### Text
=== Section Start ===

Secondhand smoke, not just loud music, may harm teens' hearing

July 28, 2011

Teenagers may seem to be not listening but they actually may be having trouble hearing. And the reason may not always be their ubiquitous iPod earbuds, especially if they live in a home where someone smokes, new research has suggested. That study recommended that pediatricians consider secondhand smoke exposure to be a risk factor for hearing loss in adolescents and screen accordingly.

Teenagers may seem to be not listening but they actually may be having trouble hearing. And the reason may not always be their ubiquitous iPod earbuds, especially if they live in a home where someone smokes, new research has suggested.

A study in a recent issue of the Archives of Otolaryngology-Head and Neck Surgery recommended that pediatricians consider secondhand smoke exposure to be a risk factor for hearing loss in adolescents and screen accordingly.

Approximately 60% of American children are exposed to secondhand smoke, which may also have the potential to have an effect on auditory development, leading to sensorineural hearing loss, according to researchers.

Researchers examined the risk factors for sensorineural hearing loss among 1,544 nonsmoking participants aged 12 to 19 years in the 2005-2006 National Health and Nutrition Examination Survey.

Adolescents exposed to secondhand smoke had higher rates of low- and high-frequency hearing loss than peers with no secondhand smoke exposure-and the degree of hearing loss increased with the amount of cotinine (a biomarker for nicotine exposure) in the blood.

Because most teens do not have routine hearing exams, pediatricians may want to ask follow-up questions of “tuned out” teens, particularly because 82% of those who had hearing loss were unaware of it.

Monitoring the hearing of adolescents exposed to secondhand smoke may head off problems in development and functioning associated with early hearing loss.

=== Section End ===

### List of tasks
**A.** For the article on secondhand smoke and teen hearing, decide whether each statement agrees with it: (i) The researchers studied 1,544 nonsmoking participants between 12 and 19 years old. (ii) Most of the teens with hearing loss knew they had it. (iii) About 60% of American children are exposed to secondhand smoke. Answer yes or no for each and quote the words of the article that decide it.
**B.** Please duplicate the part of the article on secondhand smoke and teen hearing from "Approximately 60% of" up to and including "Nutrition Examination Survey.", without changing a word.

### Entries supplied
=== Section Start ===

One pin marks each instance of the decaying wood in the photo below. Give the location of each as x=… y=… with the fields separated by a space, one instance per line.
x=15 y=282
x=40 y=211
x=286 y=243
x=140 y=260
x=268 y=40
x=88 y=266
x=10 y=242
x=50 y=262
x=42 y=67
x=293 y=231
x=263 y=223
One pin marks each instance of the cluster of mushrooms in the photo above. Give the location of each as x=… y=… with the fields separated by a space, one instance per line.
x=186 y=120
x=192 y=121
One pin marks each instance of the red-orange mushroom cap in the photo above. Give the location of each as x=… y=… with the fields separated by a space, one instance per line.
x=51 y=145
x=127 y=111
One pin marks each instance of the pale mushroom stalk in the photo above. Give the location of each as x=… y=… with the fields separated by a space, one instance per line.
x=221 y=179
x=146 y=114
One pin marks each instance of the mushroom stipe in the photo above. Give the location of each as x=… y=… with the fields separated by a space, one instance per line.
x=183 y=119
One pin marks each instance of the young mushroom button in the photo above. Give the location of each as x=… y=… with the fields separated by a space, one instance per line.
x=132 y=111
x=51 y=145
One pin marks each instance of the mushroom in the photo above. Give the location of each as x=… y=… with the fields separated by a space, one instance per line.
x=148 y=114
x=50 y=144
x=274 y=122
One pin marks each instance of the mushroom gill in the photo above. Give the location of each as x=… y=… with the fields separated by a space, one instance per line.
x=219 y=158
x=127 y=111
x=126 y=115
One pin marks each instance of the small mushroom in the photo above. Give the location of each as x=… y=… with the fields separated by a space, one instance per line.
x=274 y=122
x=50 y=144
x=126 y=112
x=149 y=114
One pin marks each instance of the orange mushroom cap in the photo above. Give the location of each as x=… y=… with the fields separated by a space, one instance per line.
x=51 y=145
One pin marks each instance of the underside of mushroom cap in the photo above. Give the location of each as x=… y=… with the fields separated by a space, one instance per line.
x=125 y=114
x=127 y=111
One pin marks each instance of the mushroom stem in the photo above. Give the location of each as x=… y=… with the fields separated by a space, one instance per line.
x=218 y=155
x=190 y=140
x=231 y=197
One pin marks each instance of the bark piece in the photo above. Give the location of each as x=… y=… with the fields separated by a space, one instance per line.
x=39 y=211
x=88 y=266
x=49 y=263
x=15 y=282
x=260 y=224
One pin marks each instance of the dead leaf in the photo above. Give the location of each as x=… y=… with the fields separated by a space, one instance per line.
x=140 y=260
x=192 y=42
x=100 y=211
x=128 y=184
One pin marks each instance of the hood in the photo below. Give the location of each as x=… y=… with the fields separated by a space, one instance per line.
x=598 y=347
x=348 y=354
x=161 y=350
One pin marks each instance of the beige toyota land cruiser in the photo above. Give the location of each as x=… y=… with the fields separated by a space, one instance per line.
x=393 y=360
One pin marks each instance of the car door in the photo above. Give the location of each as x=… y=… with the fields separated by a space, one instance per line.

=== Section End ===

### Per-task outputs
**A.**
(i) Yes: "1,544 nonsmoking participants aged 12 to 19 years"
(ii) No: "82% of those who had hearing loss were unaware of it"
(iii) Yes: "Approximately 60% of American children are exposed to secondhand smoke"

**B.**
Approximately 60% of American children are exposed to secondhand smoke, which may also have the potential to have an effect on auditory development, leading to sensorineural hearing loss, according to researchers.

Researchers examined the risk factors for sensorineural hearing loss among 1,544 nonsmoking participants aged 12 to 19 years in the 2005-2006 National Health and Nutrition Examination Survey.